DOCUMENT SECTION
Friday, October 17, 2014

LET THEM EAT MUET

by Azly Rahman


 


There is so much worry that the Malays are going to be left behind in the new English Language requirements for university entrance – the Malaysian University English Test (MUET).

There are so many groups making excuses that the kids from rural areas will be left behind.

Well, hasn't this been an argument since time immemorial? Never-ending excuses for those 'speaking for the Malays'.

Here is my advice to those learning and teaching the lingua franca.

You've got to work hard for it; just like anything else in life. We should have progressed a long time ago as a nation with good mastery of the English Language had we not politicised the issue.

It is time to grow up cognitively and have a 'do or die' attitude towards the language if one really wants to get a good university education with English as a medium of instruction.


Cry daily if you must – if you wish to master the language or any language for that matter or to master any skill. Look at what Bruce Lee did with his art.

All this talk about helping the Malays is not helping the Malays. Get on with the programme, hit the ground running, and get tough with what you want your students and children to do with regard to mastering the language.

Stop making excuses. It is not like all the Malaysian shop and road signs, even in Kelantan, are written in Urdu or Swahili.

The situation is very bad. Maybe if all of us master the language, we could actually understand terms such as 'liberalism' and 'human right-ism' without talking nonsense and confusing them with 'lebai-ism' and 'animal magnetism', as propagated by the 'Islamic state'.

I’d like to share a poem I wrote last year for my English teacher on the occasion of her birthday.

Ode to an English Teacher
(on the occasion of her birthday)

Somehow or rather
everytime I think of you
these verses come
serenaded to me as a child
whose love for the language
is immense
maybe not so much because of the profundity
of Beowulf
of Gilgamesh
of John Donne's poems
of Jonathan Swift's modest proposal
of the eerie opening words of Shakespeare's Macbeth
or the wonders of Keats, Shelley, and Byron
or of late
the beat poetry of Allen Ginsberg
– of Howl and the Velocity of Money
maybe not all these
but simple verses you taught us as a child
learning to know the world
and to be friends with its wonders
and with the great books
i would love to devour
daily
till the end of time
because you have taught us
the power of the word
as it becomes flesh
as it becomes
bricks
walls
structures
of power
in hope that
they will come back to become
a desiderata
you once taught us to read
to recite
as children
promised a world
in which
language
only language
makes reality
breaks reality
bends reality
become these
becomes us

That was my tribute to my English teacher who taught me the beauty of the English Language and how it has helped me explore other areas of knowledge such as philosophy, politics, anthropology, cybernetics, and a host of other fields of study.

I am a strong proponent of a radical change in Malaysian education that ought to bring back English-medium schools and to teach all subjects (except Bahasa Melayu) in the English language.

This must happen at the secondary school level in order to have a generation of good citizens and workers able to not only do well in our universities sloganised by the idea of “globalised campuses” competing in this or that world rankings, but also for them to participate in challenging a global economy that still uses English Language as lingua franca.

Most importantly, I'd like to see Islamic studies be taught in English in order for the ideas of liberalism in all its intellectual glory to take root. This might be the best antidote to the Ebola-isation of the idea of the 'Islamic state' we are seeing as a global-ideological pandemic.

We must go back to the drawing board and policy-makers, especially politicians and ultra-Malay linguistic nationalists, must be honest with themselves: what is best for their children must also be made available to the children of the poor.

And this includes challenging to greater heights those so-called children from the rural areas.

But first, as the philosopher Friedrich Nietzsche said about teachers: “Educate, but first we must educate the educators!”

REQUIREMENT
Copy the part of the MUET essay from "There is so" to "English Test (MUET)." word for word.

DATA SUPPLIED
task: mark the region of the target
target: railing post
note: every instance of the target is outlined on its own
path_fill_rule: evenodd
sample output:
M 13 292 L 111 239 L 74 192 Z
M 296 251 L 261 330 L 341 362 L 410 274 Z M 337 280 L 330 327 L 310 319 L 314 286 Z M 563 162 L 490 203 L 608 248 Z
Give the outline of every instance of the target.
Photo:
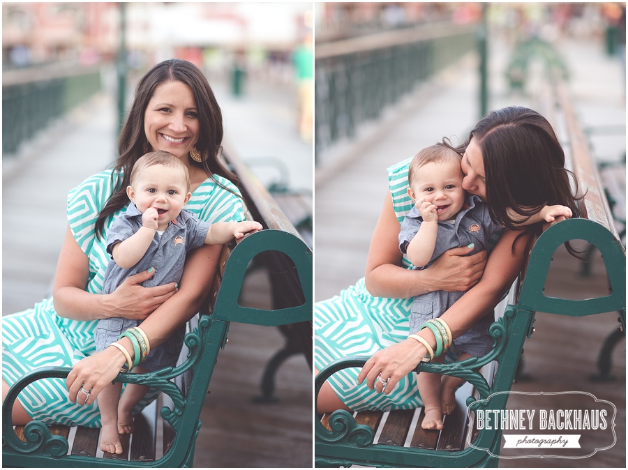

OUTPUT FOR THIS TASK
There is so much worry that the Malays are going to be left behind in the new English Language requirements for university entrance – the Malaysian University English Test (MUET).